• TASK BRIEF
Write out, please, the line containing "point: gold ring" together with all lines after it, up to and including the last one, with no other output.

• RECORDED INFORMATION
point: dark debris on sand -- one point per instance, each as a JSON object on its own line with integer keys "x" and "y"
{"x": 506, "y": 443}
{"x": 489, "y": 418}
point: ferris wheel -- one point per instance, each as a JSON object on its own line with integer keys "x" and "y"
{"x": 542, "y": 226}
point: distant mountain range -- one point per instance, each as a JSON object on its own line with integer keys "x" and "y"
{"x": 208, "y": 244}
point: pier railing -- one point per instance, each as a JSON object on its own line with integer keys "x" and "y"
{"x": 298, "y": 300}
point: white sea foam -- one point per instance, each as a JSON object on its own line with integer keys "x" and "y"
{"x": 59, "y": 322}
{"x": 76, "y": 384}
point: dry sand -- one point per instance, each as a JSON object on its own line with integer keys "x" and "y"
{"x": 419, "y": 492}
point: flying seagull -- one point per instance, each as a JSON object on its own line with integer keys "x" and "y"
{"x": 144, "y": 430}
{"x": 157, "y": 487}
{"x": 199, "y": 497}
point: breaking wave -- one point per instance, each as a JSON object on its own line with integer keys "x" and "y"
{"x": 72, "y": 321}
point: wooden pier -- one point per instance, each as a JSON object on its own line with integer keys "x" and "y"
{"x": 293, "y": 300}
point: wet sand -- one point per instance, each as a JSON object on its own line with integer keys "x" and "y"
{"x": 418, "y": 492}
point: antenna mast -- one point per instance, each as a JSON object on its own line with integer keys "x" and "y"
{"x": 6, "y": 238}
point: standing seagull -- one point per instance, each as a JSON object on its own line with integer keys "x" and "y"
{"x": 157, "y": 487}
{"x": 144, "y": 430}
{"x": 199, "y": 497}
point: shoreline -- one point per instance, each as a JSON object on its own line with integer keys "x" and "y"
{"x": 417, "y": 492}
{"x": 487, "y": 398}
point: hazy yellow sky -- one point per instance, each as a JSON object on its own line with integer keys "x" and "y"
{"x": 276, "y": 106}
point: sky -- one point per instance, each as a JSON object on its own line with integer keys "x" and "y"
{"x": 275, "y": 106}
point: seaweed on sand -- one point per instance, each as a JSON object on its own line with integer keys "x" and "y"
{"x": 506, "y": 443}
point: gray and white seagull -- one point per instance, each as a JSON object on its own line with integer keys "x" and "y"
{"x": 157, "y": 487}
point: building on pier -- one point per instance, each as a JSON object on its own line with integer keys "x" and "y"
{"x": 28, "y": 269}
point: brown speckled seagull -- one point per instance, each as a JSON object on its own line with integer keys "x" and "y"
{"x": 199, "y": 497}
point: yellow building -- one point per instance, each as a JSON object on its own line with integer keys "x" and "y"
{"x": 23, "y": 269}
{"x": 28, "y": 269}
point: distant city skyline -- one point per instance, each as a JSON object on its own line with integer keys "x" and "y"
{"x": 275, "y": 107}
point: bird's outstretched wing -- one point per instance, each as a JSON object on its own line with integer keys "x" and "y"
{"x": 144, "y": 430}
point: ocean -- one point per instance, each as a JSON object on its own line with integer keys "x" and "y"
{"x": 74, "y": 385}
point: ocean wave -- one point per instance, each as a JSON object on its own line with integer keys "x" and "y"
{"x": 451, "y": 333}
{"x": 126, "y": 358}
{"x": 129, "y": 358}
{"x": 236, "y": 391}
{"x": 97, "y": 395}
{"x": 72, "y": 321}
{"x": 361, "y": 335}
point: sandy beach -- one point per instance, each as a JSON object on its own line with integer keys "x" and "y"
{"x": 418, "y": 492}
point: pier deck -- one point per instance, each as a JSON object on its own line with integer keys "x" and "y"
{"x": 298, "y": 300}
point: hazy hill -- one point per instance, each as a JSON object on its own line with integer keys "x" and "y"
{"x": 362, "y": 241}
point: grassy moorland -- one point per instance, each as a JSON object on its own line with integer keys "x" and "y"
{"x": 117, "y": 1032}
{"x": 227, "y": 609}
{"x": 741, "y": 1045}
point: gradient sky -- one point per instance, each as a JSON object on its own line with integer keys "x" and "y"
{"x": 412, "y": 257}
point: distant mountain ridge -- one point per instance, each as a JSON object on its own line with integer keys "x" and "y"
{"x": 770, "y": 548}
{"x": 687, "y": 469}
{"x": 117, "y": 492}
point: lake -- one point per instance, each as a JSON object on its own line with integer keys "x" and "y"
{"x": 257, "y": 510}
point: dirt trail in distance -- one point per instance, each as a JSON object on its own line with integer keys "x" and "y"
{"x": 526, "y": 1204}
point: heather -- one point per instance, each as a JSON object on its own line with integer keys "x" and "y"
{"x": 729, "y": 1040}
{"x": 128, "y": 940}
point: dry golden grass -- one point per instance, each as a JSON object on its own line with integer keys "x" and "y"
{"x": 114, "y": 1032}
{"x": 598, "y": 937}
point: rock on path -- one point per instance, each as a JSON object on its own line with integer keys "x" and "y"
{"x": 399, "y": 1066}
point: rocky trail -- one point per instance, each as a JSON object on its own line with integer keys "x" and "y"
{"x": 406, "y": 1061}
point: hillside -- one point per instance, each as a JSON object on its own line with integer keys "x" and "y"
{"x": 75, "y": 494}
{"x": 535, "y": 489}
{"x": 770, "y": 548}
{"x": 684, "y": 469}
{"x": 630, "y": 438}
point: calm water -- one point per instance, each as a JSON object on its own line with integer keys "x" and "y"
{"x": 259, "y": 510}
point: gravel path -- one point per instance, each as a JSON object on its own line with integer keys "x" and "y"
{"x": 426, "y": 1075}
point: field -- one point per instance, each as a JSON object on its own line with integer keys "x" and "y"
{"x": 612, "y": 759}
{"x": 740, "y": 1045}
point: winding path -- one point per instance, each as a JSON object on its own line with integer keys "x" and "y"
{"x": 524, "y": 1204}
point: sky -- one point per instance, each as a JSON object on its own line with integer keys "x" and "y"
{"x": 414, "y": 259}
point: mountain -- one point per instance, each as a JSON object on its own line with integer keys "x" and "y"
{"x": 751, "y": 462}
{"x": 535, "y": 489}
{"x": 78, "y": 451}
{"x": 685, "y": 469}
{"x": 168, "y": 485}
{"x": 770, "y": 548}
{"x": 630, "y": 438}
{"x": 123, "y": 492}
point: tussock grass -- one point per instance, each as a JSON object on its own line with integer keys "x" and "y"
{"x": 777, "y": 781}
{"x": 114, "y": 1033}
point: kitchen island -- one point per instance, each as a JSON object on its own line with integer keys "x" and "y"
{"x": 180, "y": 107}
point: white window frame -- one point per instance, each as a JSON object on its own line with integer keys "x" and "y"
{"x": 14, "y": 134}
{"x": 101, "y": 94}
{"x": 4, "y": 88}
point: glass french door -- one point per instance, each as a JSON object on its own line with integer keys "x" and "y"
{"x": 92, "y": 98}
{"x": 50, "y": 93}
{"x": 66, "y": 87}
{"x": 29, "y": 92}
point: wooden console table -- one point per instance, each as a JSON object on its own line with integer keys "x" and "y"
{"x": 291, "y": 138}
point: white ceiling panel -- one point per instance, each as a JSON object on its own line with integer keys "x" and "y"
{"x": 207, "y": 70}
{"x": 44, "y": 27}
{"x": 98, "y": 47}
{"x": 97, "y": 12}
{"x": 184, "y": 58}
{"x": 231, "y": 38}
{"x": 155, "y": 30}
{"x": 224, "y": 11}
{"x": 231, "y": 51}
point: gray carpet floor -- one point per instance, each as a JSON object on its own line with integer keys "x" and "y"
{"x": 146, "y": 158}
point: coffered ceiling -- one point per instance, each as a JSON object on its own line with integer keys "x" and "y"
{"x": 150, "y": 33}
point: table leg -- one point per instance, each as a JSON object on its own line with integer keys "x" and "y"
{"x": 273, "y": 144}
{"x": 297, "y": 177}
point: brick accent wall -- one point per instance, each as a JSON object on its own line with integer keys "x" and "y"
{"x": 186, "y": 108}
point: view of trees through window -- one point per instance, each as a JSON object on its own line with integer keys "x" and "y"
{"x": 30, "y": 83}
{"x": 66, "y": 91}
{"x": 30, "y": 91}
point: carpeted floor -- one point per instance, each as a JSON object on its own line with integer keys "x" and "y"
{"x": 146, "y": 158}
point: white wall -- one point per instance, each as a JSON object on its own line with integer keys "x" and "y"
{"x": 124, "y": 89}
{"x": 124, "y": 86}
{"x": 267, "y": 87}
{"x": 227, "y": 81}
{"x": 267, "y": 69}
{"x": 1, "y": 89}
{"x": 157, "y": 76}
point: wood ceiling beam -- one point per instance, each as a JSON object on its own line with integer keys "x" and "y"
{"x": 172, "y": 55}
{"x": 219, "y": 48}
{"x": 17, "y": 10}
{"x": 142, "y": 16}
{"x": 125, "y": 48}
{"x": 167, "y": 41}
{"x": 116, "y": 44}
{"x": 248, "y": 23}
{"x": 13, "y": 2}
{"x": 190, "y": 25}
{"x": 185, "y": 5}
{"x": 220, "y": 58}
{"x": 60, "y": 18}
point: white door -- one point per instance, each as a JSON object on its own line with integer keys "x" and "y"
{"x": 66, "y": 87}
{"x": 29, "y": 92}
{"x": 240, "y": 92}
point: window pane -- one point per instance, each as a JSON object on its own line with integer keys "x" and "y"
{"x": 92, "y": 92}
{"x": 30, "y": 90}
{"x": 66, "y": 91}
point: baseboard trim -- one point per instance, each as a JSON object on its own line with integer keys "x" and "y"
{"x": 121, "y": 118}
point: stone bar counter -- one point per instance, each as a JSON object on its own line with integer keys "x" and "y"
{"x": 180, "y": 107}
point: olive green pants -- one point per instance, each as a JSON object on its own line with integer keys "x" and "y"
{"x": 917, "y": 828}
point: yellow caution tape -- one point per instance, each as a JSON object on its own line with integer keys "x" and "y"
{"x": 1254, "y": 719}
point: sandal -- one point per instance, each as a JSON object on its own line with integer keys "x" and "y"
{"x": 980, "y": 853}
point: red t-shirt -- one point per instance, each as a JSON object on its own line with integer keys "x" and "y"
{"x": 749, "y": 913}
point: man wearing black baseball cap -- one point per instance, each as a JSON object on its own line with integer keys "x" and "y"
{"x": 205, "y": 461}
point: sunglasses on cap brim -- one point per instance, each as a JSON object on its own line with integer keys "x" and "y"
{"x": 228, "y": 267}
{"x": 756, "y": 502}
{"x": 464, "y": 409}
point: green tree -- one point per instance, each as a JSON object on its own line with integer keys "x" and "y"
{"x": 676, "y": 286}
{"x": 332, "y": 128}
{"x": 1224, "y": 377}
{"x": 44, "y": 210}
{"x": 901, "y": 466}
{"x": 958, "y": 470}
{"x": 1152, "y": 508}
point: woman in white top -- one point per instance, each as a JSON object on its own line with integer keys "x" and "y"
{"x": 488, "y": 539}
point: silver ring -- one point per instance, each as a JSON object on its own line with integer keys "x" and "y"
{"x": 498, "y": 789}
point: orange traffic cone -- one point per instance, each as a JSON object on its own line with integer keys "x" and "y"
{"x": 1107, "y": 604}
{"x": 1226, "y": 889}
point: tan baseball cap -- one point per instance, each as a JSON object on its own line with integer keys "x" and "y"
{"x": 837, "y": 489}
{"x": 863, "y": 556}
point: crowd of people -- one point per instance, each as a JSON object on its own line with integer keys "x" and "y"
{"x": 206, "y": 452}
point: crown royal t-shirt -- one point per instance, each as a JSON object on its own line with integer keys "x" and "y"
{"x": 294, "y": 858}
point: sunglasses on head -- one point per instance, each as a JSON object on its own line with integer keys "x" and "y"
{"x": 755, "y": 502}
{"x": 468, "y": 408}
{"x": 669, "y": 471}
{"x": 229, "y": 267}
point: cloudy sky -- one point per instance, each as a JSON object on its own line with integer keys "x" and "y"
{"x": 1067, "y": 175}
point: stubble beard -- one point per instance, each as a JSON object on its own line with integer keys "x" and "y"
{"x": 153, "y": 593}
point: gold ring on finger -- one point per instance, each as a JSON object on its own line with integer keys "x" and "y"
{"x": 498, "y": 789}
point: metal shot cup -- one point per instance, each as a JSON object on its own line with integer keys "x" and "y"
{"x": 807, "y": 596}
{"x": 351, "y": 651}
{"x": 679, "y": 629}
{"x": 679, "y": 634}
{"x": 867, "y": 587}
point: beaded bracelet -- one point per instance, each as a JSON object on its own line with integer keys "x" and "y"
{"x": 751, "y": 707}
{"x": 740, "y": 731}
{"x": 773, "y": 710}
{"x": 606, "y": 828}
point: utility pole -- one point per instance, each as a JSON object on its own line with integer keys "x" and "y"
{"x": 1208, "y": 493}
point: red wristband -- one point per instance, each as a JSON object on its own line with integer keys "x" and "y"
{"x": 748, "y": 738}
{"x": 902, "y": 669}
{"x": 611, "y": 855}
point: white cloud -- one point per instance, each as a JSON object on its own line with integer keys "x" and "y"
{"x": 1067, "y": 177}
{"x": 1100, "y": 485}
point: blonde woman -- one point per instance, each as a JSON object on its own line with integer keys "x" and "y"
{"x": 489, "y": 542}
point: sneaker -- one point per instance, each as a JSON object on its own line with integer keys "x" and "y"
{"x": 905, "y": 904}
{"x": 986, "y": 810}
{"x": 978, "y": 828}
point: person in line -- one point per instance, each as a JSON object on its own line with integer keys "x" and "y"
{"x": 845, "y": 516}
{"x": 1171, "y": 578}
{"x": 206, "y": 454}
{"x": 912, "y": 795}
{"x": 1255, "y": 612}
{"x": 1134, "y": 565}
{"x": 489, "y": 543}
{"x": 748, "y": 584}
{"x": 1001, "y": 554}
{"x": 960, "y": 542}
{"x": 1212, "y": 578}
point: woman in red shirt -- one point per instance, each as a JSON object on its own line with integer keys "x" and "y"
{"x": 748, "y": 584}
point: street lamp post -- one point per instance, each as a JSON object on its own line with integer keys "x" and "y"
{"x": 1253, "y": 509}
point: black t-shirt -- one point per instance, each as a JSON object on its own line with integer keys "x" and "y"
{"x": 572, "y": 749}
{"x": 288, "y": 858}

• RESPONSE TO THE TASK
point: gold ring on finger -- one point per instance, each as a JSON object on its own line with integer keys "x" and "y"
{"x": 498, "y": 789}
point: metal shot cup -- one point per instance, each as a JSON object on its own line with integer keys "x" and "y"
{"x": 807, "y": 596}
{"x": 351, "y": 651}
{"x": 679, "y": 629}
{"x": 679, "y": 634}
{"x": 867, "y": 587}
point: beaded bracelet -- one point per instance, each as a JSON object on its own line with integer keys "x" and "y"
{"x": 751, "y": 707}
{"x": 740, "y": 731}
{"x": 773, "y": 710}
{"x": 606, "y": 828}
point: utility pole -- one point per instance, each as a JSON object on its own line with integer keys "x" and "y"
{"x": 1208, "y": 493}
point: red wristband -- one point per instance, each as a JSON object on its own line with integer keys "x" and "y"
{"x": 748, "y": 738}
{"x": 902, "y": 669}
{"x": 611, "y": 855}
point: white cloud -- one point per instance, each as a JSON object on its own line with integer keys "x" and "y"
{"x": 1067, "y": 177}
{"x": 1100, "y": 485}
point: blonde woman -- one point per instance, each as a JSON object on its own line with integer keys "x" and "y"
{"x": 489, "y": 542}
point: sneaker -- one point per instance, each as a JSON object on its own line with integer keys "x" and "y"
{"x": 905, "y": 904}
{"x": 986, "y": 810}
{"x": 978, "y": 828}
point: person in line -- one point per instance, each as a JSON object on its own line with integer keys "x" and "y"
{"x": 845, "y": 516}
{"x": 1171, "y": 578}
{"x": 206, "y": 454}
{"x": 912, "y": 795}
{"x": 1255, "y": 612}
{"x": 1134, "y": 565}
{"x": 489, "y": 543}
{"x": 748, "y": 584}
{"x": 1001, "y": 554}
{"x": 960, "y": 542}
{"x": 1212, "y": 578}
point: woman in red shirt -- one point per instance, each as a JSON object on its own line with integer keys "x" and "y"
{"x": 748, "y": 584}
point: street lamp post -- one point per instance, each as a JSON object on its own line with integer keys "x" and "y"
{"x": 1253, "y": 509}
point: black t-shirt -- one point per instance, each as a JSON object on its own line with integer keys "x" and "y"
{"x": 572, "y": 749}
{"x": 288, "y": 858}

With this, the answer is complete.